◆ **PROBLEM STATEMENT**
Repeat the listing below in full, keeping each word as given.

◆ **RECORDS FOR THE EXERCISE**
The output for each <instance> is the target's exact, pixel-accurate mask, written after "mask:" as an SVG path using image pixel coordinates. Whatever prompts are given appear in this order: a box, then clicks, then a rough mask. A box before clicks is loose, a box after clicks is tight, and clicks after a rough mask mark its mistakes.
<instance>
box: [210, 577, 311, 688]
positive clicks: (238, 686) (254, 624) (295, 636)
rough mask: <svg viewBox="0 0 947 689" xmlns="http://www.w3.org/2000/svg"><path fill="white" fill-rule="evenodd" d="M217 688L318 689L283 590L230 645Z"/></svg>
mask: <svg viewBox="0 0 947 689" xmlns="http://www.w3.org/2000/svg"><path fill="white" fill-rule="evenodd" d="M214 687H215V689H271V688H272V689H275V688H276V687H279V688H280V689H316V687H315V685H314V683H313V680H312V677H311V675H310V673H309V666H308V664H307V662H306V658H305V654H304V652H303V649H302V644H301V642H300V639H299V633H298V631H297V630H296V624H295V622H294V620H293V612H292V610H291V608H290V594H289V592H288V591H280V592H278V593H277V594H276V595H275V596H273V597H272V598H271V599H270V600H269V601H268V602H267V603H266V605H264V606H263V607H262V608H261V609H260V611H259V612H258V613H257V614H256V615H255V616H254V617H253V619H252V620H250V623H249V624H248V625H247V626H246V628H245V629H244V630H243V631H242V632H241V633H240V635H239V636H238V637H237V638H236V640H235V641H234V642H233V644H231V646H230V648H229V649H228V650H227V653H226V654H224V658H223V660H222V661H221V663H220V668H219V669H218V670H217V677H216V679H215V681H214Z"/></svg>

◆ **SOLUTION TO THE PROBLEM**
The output for each <instance> is the target's exact, pixel-accurate mask, written after "mask:" as an SVG path using image pixel coordinates. Whatever prompts are given appear in this order: a box, then clicks, then a rough mask. A box before clicks is loose, a box after clicks is tight, and clicks after a rough mask mark its mistakes.
<instance>
box: [210, 577, 311, 688]
positive clicks: (238, 686) (254, 624) (295, 636)
rough mask: <svg viewBox="0 0 947 689" xmlns="http://www.w3.org/2000/svg"><path fill="white" fill-rule="evenodd" d="M217 688L318 689L283 590L230 645Z"/></svg>
mask: <svg viewBox="0 0 947 689" xmlns="http://www.w3.org/2000/svg"><path fill="white" fill-rule="evenodd" d="M214 687H215V689H271V688H272V689H275V688H276V687H279V688H280V689H316V687H315V685H314V683H313V680H312V677H311V675H310V673H309V666H308V664H307V662H306V658H305V654H304V652H303V649H302V644H301V642H300V639H299V633H298V631H297V630H296V624H295V622H294V620H293V612H292V610H291V608H290V594H289V592H288V591H280V592H278V593H277V594H276V595H275V596H273V597H272V598H271V599H270V600H269V601H268V602H267V603H266V605H264V606H263V607H262V608H261V609H260V611H259V612H258V613H257V614H256V615H255V616H254V617H253V619H252V620H250V623H249V624H248V625H247V626H246V628H245V629H244V630H243V631H242V632H241V633H240V635H239V636H238V637H237V638H236V640H235V641H234V642H233V644H231V646H230V648H229V649H228V650H227V653H226V654H224V658H223V660H222V661H221V663H220V668H219V669H218V670H217V677H216V679H215V681H214Z"/></svg>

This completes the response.